▶ [Data section]:
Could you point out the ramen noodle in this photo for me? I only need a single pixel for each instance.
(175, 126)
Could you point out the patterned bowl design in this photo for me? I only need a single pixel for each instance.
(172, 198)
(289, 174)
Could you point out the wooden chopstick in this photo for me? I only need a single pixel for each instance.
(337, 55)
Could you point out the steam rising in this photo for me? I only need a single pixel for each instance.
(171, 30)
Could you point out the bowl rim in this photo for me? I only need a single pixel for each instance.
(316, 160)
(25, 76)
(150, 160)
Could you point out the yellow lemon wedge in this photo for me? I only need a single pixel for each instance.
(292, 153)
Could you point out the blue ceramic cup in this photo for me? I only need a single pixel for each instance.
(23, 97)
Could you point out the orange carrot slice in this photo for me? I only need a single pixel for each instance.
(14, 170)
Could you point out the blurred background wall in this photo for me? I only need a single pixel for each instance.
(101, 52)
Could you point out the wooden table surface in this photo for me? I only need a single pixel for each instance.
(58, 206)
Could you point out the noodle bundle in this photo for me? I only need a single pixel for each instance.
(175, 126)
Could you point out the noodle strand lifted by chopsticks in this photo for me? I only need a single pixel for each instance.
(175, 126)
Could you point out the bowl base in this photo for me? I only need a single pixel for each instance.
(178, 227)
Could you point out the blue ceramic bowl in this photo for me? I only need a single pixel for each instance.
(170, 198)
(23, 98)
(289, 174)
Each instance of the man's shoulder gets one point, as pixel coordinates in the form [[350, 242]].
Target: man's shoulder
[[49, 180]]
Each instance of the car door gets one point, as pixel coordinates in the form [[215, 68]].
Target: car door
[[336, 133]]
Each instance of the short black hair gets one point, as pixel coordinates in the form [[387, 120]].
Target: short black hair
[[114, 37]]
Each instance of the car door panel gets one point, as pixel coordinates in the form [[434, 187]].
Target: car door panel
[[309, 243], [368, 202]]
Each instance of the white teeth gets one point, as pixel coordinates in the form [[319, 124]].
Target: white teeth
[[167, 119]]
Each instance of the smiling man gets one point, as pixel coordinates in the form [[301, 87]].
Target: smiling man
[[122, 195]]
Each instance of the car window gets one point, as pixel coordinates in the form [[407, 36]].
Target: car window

▶ [Aim of the exercise]: Copy the material above, keeping every line exactly as it stands.

▶ [Solution for this task]:
Could you point out the ramen noodle in this photo for me? I only need a single pixel for each instance.
(175, 126)
Could you point out the patterned bowl design in this photo for me? I only need a single pixel for each instance.
(172, 198)
(289, 174)
Could you point out the wooden chopstick in this photo for me? I only need a single pixel for each instance.
(337, 55)
Could you point out the steam rising in this photo for me? I only need a single pixel for each instance.
(171, 30)
Could you point out the bowl rim in this photo for me? I only need a single pixel for each instance.
(316, 160)
(25, 76)
(150, 160)
Could you point out the yellow lemon wedge in this photo for me? I only need a single pixel for each instance.
(292, 153)
Could you point out the blue ceramic cup in this photo for me? I only need a single pixel for each instance.
(23, 97)
Could you point out the orange carrot slice in this photo for me? I only need a single pixel for each instance.
(14, 170)
Could you point out the blurred background wall in this photo for me? I only need a single pixel for each instance.
(101, 52)
Could you point out the wooden table surface in this photo for me? I only need a single pixel for each instance.
(58, 206)
Could you point out the noodle bundle in this photo for me? I only need a single pixel for each instance.
(175, 126)
Could you point out the noodle strand lifted by chopsticks in this photo for me? I only need a single pixel for each instance.
(175, 126)
Could you point out the bowl base in this photo for me? I only need a single pixel for each instance.
(178, 227)
Could you point out the blue ceramic bowl in this photo for me? I only need a single pixel for each instance.
(170, 198)
(23, 98)
(289, 174)
Each instance of the man's shoulder gets one point, as pixel coordinates in the form [[350, 242]].
Target: man's shoulder
[[49, 180]]
Each instance of the car door gets one point, as pixel coordinates in the form [[215, 68]].
Target: car door
[[336, 133]]
Each instance of the short black hair gets one point, as pixel coordinates in the form [[387, 120]].
Target: short black hair
[[114, 37]]
Each instance of the car door panel gets one point, as pixel coordinates in the form [[434, 187]].
Target: car door panel
[[309, 243], [368, 202]]
Each instance of the white teeth gets one point, as pixel coordinates in the form [[319, 124]].
Target: white teeth
[[167, 119]]
Each instance of the smiling man gets one point, as pixel coordinates in the form [[301, 87]].
Target: smiling man
[[122, 195]]
Each instance of the car window gets one point, as pixel coordinates in the form [[407, 36]].
Target: car window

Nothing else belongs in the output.